_Document text_
*****

Wednesday, 10 September 2014 1:00 pm
Living in Lisbon, but too much happening and no time to report!
O.K. All ready?
Sorry for not reporting in sooner, but emails of complaint?????? Some of you are just too hard on us elderly travellers!
We are in Lisbon, Portugal, and I’m one very happy little (biggish) chappie! We went to a flea market up by Saint Vincent’s Church and for the first half hour I was more concerned about actually catching fleas! Jesus, Mary & Joseph, just where do these people find this crap, or rather pinch it? Truly ugly clothing, bad home wares, even more worrying jewelry; and do not even get me started on the truck loads of tie dyed scarves! Anyway we persisted. The only way out was to keep going forwards!
We then more or less ‘hit’ an area with some half passable antiques and bibs and bobs, when I spied some plates. Now all of you, well nearly all, have been fed and watered at some stage in the past 40 years by moi. Well, the dinner set that I love above all others is my ‘Geranium’ dinner set. It’s “Casa Pupo”, a London design company who ‘did’ home wares in the 70’s and 80’s, but much of it was sourced from Spain, Italy and Portugal.
In a previous life, my much loved partner David, (yes there was an eight year period of “David & David”. Himself was going through a much briefer period of “Michael & Michael”; but then he had no staying power until I appeared on his scene), gave me a platter for a birthday or Christmas. David was not quite as attached to the design as I was, and I think he hoped that by giving me one platter I’d get over it, but no, I immediately put a ten person set on ‘lay-by’ (gosh, do they do lay-by now?).
Anyway this is getting far too convoluted even for me!
I suddenly spied seven side plates and seven entrée plates of a design that complements my slightly diminished ten person set. A guest had dropped a side plate on his honeymoon at “old” Thorn Park, and a former local winemaker, Tim Knappstein, had broken a platter on the 25th anniversary of his Clare Valley winemaking career. Thankfully, there were two platters still remaining at that stage. Then Himself dropped three side plates, but never owned up until months later; so I have been looking for nearly 20 years for replacements!
Doing the ‘deal’ with my newest best friend at the flea market up by Saint Vincent’s Church
So we now have fourteen plates to lug home, and I’m 55 euros lighter; and I was prepared to pay that much per plate! Happy, happy chappie!
Well, after that bit of ancient history, let’s get back to the Spain and travel monologue. We left San Sebastian reasonably early, but not so late – we joined the peak hour traffic! Just have to love Spanish and Portuguese roads, we (well, I) did nearly 800 kilometers in two days, and only 20 kilometers were on single lane roads. The rest were two to three lane numbers! Sure we paid the national debt in tolls, but who cares?

*****

_Requirements_
- A) Answer these questions from the Lisbon travel post:
(i) Which London design company produced the 'Geranium' dinner set?
(ii) How much did the fourteen plates from the flea market cost altogether?
(iii) About how many kilometers were driven in two days?
- B) Extend the Lisbon travel post past its final sentence, keeping the same chatty voice.
The data that comes next has no connection to the Lisbon travel post.

Raw records:

*****

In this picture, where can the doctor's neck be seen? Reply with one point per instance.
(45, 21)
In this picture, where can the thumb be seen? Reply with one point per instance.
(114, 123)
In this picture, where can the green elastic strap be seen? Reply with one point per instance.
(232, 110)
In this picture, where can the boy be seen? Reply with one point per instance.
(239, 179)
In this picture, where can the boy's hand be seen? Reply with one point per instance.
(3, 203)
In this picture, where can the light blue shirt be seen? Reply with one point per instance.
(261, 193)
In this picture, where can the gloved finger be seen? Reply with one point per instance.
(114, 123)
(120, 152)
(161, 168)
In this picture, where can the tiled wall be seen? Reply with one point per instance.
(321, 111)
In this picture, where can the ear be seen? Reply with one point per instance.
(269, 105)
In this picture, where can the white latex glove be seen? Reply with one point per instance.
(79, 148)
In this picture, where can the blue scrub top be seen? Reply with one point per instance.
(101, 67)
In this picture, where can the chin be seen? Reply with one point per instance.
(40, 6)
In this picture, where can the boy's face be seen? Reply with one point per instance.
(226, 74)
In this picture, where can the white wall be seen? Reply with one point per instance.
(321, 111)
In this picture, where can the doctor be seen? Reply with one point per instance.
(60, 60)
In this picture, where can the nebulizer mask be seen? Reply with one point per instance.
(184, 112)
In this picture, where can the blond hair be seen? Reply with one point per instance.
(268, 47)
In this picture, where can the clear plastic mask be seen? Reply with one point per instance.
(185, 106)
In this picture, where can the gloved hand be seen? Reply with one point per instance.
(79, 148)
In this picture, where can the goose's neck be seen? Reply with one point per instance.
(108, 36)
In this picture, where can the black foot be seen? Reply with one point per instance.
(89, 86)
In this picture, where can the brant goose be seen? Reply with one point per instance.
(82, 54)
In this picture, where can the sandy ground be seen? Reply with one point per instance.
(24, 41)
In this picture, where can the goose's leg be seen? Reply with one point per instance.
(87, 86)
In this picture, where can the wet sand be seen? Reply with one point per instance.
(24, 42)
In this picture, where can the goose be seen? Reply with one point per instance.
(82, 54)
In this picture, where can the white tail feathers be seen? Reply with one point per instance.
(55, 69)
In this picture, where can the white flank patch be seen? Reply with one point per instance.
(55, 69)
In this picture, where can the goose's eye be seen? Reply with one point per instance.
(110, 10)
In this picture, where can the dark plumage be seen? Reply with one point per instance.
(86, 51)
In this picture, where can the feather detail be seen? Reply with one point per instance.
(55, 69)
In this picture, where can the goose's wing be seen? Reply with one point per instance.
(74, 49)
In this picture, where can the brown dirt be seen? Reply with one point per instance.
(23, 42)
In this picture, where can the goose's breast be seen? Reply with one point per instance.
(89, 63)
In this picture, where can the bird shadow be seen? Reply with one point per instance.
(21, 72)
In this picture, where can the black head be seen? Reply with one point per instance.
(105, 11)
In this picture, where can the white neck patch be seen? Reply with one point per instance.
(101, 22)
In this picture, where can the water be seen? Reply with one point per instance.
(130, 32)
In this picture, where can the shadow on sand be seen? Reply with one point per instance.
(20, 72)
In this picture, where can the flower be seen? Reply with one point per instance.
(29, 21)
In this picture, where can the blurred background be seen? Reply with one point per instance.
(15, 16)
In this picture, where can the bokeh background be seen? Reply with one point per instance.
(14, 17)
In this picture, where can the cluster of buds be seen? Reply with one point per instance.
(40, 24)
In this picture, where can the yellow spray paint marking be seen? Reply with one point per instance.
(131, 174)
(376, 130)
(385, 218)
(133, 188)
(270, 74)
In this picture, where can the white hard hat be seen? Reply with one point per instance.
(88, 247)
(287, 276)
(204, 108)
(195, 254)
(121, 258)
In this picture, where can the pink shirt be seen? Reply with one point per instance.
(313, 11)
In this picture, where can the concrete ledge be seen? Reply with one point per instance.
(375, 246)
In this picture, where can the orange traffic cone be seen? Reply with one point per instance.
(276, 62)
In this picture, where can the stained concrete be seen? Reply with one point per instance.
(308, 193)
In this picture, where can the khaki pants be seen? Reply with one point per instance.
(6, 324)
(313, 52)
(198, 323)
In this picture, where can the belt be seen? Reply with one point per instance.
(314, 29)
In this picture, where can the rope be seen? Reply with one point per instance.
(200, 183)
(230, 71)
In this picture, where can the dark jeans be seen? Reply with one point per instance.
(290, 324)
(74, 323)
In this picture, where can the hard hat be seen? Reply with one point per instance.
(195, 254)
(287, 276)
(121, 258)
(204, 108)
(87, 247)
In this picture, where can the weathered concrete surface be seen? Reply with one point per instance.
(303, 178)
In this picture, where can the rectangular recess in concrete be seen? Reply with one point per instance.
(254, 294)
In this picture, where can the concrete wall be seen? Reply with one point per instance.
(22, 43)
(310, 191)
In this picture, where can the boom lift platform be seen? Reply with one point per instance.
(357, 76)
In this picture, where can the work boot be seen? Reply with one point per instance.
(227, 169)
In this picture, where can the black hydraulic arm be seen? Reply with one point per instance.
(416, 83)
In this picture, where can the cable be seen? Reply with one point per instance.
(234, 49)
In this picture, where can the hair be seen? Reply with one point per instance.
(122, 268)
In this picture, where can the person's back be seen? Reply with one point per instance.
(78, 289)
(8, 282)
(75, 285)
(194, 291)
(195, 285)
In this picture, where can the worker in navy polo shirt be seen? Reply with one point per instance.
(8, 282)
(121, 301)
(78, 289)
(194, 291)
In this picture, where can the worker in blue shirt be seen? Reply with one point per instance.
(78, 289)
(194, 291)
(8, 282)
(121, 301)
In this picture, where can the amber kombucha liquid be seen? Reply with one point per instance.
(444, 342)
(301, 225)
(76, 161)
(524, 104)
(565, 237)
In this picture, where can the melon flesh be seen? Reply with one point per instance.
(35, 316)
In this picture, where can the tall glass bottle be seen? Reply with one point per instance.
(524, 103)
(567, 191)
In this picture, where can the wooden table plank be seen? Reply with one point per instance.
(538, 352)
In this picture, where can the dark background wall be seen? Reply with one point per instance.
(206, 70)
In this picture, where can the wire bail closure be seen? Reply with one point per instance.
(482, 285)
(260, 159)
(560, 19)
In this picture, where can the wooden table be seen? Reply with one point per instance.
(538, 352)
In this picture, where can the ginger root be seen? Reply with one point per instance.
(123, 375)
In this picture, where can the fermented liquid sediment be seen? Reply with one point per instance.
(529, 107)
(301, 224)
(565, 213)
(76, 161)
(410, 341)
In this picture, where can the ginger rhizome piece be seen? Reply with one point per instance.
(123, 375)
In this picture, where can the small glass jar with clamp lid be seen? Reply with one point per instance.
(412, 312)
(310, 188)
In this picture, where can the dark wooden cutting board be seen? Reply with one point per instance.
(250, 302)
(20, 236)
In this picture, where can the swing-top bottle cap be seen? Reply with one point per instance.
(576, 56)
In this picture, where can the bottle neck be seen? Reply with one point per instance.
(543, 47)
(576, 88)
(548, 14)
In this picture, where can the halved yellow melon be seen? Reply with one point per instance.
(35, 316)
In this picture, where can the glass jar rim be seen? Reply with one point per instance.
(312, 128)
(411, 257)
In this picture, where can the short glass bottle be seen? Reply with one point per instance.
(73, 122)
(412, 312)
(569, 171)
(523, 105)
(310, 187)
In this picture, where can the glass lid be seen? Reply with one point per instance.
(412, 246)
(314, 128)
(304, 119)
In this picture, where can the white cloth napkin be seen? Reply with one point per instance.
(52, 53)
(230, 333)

*****

_Responses per task_
- A)
(i) Casa Pupo
(ii) 55 euros
(iii) Nearly 800 kilometers

- B)
Day one we drove from San Sebastian to Ciudad Rodrigo, near the border. We had no real expectations other than a ‘nice’ bed at “Parador de Ciudad Rodrigo”. Paradores are the Spanish version of very nice B&B hotels, normally some 800-year-old castle, monastery or such. The Portuguese do something similar, but call them “Pousadas”. Think recycled history and you get the picture.
Thankfully, Himself goes to sleep on long trips. He thinks the hum of the car is like ‘a return to the womb’, so he slumbers a lot, which means I can ‘drive’ a lot! Normal speed limit is 120km/hour, but no self-respecting Spaniard does that: they travel at 160, 170, and 180 Kms., and that’s in the slow lane! I sort of fit in the middle…. If they have speed cameras, I might just have a bill and a half when we get home, but it will be worth it!
Spanish ‘roads’ and the co-driver.
“Ciudad Rodrigo” is the normal European schizophrenic town: think new, think beige, think boring, but the ‘old’ bit – think O.T.T. history on a stick! Staying at the Parador meant not only were we doing ‘old’, but we were top of the ‘olds’. So, “Ms. Satellite Navigation” drove us in the south gate.
The poor tourists just flattened themselves against the walls as Himself and I drove in, to be confronted by a ’truck’ stuck in front of my beloved ‘bollards’! Fear not, we did a lot of backing and forwarding in with the help of 9 or 10 people giving directions, all different, all so helpful!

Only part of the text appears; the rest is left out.